• **Given exercise 1**: According to the text about the song "Give My Life," how many weeks did the single chart in the Netherlands?

• **Text**:

::::::::

Single by Army of Lovers

from the album Les Greatest Hits
- Released: September 1995
- Studio: Eclectic Music Studios, Stockholm
- Genre: Dance-pop
- Label: Stockholm Records
- Songwriters: Alexander Bard; Tim Norell; Jean-Pierre Barda;
- Producer: Anders Hansson

Army of Lovers singles chronology
| "Life is Fantastic" (1995) | "Give My Life" (1995) | "Venus and Mars / Megamix" (1996) |

Music video
- "Give My Life" on YouTube

Music video
- "Give My Life" (US Only) on YouTube

= Give My Life =

"Give My Life" is a song written by Alexander Bard and Tim Norell from Norell Oson Bard and Jean-Pierre Barda. It was recorded by the Swedish group Army of Lovers, and released in September 1995 by Stockholm Records as the first single from their first compilation album, Les Greatest Hits (1995). It also was their first single after the return of La Camilla Henemark to the group, scoring a 1995/1996 hit. The single charted for 18 weeks in Sweden and 23 weeks in the Netherlands. It also charted on the Swedish Trackslistan and reached number 135 on the UK Singles Chart.

::::::::

• **Given exercise 2**: Please pick out every line of the entries below that contains the string "white" and copy those lines.

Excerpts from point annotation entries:
::::::::

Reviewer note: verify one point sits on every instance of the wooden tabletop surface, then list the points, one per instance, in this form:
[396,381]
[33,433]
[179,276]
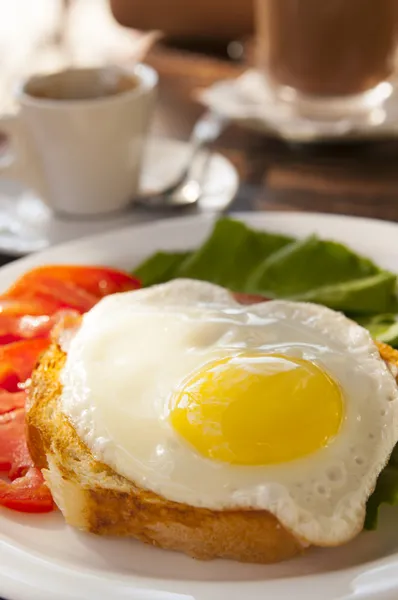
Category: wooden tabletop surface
[356,179]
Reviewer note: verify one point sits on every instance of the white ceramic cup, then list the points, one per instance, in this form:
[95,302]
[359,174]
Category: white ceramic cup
[80,149]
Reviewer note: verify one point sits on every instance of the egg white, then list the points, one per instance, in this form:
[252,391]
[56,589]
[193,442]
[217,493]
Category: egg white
[134,349]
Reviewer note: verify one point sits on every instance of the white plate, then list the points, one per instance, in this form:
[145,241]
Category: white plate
[42,559]
[27,225]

::::::::

• **Exercise answer 1**: 23 weeks

• **Exercise answer 2**:
Reviewer note: verify one point sits on every instance of the white ceramic cup, then list the points, one per instance, in this form:
Category: white ceramic cup
Reviewer note: verify one point sits on every instance of the egg white, then list the points, one per instance, in this form:
Category: egg white
Reviewer note: verify one point sits on every instance of the white plate, then list the points, one per instance, in this form:
Category: white plate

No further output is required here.